-- start of PASSAGE --
Policies and Compromises

In 1954 Philipp Frank published an article in the Scientific Monthly called “On the Variety of Reasons for the Acceptance of Scientific Theories.”50 He drew the striking conclusion that “the building of a scientific theory is not essentially different from the building of an airplane” (144). I will use Frank’s argument to comment on the theories developed in fluid dynamics and aero­dynamics, but first I should say a little about Frank himself.51 From 1912 to 1938 he was the professor of theoretical physics at the German University of Prague. A pupil of Boltzmann, Klein, and Hilbert, Frank had taken over the chair from Einstein when Einstein received the call to Zurich and then to Berlin. He had attended Einstein’s seminars in Prague, and Einstein strongly supported his appointment.

In their student days, before World War I, Frank and von Mises talked philosophy in their favorite Viennese coffeehouse and together played a seminal role in the formation of the Vienna Circle.52 In the interwar years, as established academics, Frank and von Mises jointly edited a book on the differential and integral equations of mechanics and physics, Die Differential – und Integralgleichungen der Mechanik und Physik,53 which brought together a range of distinguished contributors. Von Mises edited the first volume on mathematical methods, while Frank handled the second, more physically oriented, volume which included chapters by Noether, Oseen, Sommerfeld, Trefftz, and von Karman, who wrote on ideal fluid theory.54 The Frank-Mises collection, which was an update of a famous textbook by Riemann and Weber, established itself as a standard work in German-speaking Europe.55 In 1938 Frank was forced to leave Prague because of the threatening political situation in Europe, and he went to the United States. During and after World War II, he taught physics, mathematics, and the philosophy of science at Harvard.

Like that of von Mises, Frank’s philosophical position was self-consciously “positivist” in the priority given to empirical data and the secondary, instru­mental role given to theoretical constructs. Frank admired Ernst Mach as a representative of Enlightenment thinking, though his admiration was not uncritical, and he did not go along with Mach’s rejection of atomism.56 Much of Frank’s philosophical work was devoted to the analysis of relativity theory, quantum theory, and non-Euclidian geometry.57 He was a firm believer in the unity of science and rejected the idea that there was a fundamental divide between the natural and human sciences.58 He also insisted on the need to understand science as a sociological phenomenon. The sociology of science was part of “a general science of human behaviour” (140)—a theme central to the Scientific Monthly article.59

Frank asserted that most scientists, in their public statements, assume that two, and only two, considerations are relevant when assessing a scientific the­ory. These are (1) that the theory should explain the relevant facts generated by observation and (2) that it should possess the virtue of mathematical simplic­ity. Frank then noted that, historically, scientists (or those occupying the role we now identify as “ scientist”) have often used two further criteria. These are

(3) that the theory should be useful for technological purposes and (4) that it should have apparent implications for ethical and political questions. Does the theory encourage or undermine desirable patterns of behavior, either in society at large or in the community of scientists themselves? Such questions are often presented in a disguised form, for example, Is the theory consistent with common sense or received opinion or does it flout them? Common sense and received opinion, Frank argued, typically fuse together a picture of nature and a picture of society. The demand for consistency then becomes a form of social control that can be used for good or ill.
-- end of PASSAGE --
• **WORK INSTRUCTIONS**
- a) In the passage on Philipp Frank, from whom did Frank take over the chair of theoretical physics at the German University of Prague?
- b) Duplicate the passage on Philipp Frank between "(3) that the" and "good or ill.", inclusive.
- c) Pick up the passage on Philipp Frank after its last sentence and keep writing it.
The lines that follow have no connection to the passage on Philipp Frank.
-- start of RAW DATA --
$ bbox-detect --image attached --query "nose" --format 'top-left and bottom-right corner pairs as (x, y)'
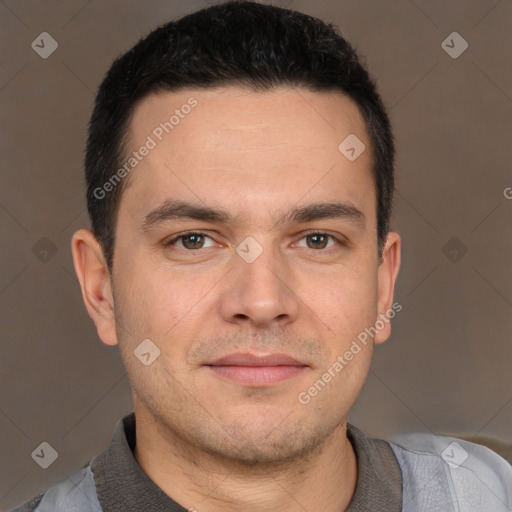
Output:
(220, 239), (300, 328)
-- end of RAW DATA --
• **ANSWER LIST**
- a) Einstein

- b)
(3) that the theory should be useful for technological purposes and (4) that it should have apparent implications for ethical and political questions. Does the theory encourage or undermine desirable patterns of behavior, either in society at large or in the community of scientists themselves? Such questions are often presented in a disguised form, for example, Is the theory consistent with common sense or received opinion or does it flout them? Common sense and received opinion, Frank argued, typically fuse together a picture of nature and a picture of society. The demand for consistency then becomes a form of social control that can be used for good or ill.

- c)
In Frank’s opinion it is naive to believe that theory assessment can be confined to the two, internal-seeming criteria. He offered three reasons. First, he noted that no theory has ever explained all of the observed facts that fall under its scope. Some selection always has to be made. Second, there is no unproblematic measure of simplicity. No theory has “perfect” simplic­ity. Simplicity will be judged differently from different, but equally rational, perspectives, depending on background knowledge, goals, and interests. Third, criteria (1) and (2) are frequently in competition with one another. The greater the number of facts that can be explained, or the greater the ac­curacy of the explanation, the more complicated the theory must be, while the simpler it is, the fewer are the facts that can be explained. Linear functions are simpler than functions of the second or higher degree, which is why phys­ics is full of laws that express simple proportionality, for example, Hooke’s law or Ohm’s law. “In all these cases,” wrote Frank, “there is no doubt that a nonlinear relationship would describe the facts in a more accurate way, but one tries to get along with a linear law as much as possible” (139-40). What is it to be: convenience or truth? Nothing within the boundaries of science itself, narrowly conceived, will yield the answer. This is why scientists have always moved outside criteria (1) and (2), and, consciously or unconsciously, invoked criteria of types (3) and (4).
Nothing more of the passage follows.